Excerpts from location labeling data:
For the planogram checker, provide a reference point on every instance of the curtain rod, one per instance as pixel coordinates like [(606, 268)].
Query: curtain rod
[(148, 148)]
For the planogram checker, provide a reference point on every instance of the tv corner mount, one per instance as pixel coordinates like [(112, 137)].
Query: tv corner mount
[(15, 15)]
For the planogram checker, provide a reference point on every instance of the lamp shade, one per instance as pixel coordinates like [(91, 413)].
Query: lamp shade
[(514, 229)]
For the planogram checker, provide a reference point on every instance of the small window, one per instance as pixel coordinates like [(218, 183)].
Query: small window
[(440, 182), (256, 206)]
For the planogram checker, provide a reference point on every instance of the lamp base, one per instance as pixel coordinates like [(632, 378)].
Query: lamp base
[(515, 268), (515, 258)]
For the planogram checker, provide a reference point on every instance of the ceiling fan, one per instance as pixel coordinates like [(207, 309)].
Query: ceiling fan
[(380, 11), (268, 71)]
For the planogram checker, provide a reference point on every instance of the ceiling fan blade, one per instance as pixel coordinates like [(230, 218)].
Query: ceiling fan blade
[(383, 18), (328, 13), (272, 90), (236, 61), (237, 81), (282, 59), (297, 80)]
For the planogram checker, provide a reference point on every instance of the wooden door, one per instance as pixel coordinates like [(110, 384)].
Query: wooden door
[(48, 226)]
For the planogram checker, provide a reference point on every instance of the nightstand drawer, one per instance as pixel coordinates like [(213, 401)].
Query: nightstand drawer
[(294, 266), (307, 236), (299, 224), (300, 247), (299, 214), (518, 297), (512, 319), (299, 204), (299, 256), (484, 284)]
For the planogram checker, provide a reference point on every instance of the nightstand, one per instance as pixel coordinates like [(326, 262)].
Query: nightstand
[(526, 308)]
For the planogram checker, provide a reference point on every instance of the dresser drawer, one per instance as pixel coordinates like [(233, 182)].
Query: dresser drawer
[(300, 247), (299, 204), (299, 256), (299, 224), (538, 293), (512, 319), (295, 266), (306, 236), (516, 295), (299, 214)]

### What needs to be done
Reproduce each line in the stretch from the line containing "like [(207, 309)]." through the line containing "59), (297, 80)]", requests included. Scale every point coordinate in the answers by 2, rounding to whole numbers with halves going up, and leave the sample coordinates in the requests unchanged.

### Exercise result
For the planogram checker, provide a reference point on every instance of the ceiling fan, one per instance as pixel coordinates like [(207, 309)].
Query: ceiling fan
[(760, 22), (536, 142)]
For the planogram checker, provide a reference point on every instance of the ceiling fan blade, one per instance as pixel coordinates like [(230, 218)].
Query: ceiling fan blade
[(766, 36), (656, 26), (544, 180), (472, 122), (474, 162), (564, 118), (594, 160)]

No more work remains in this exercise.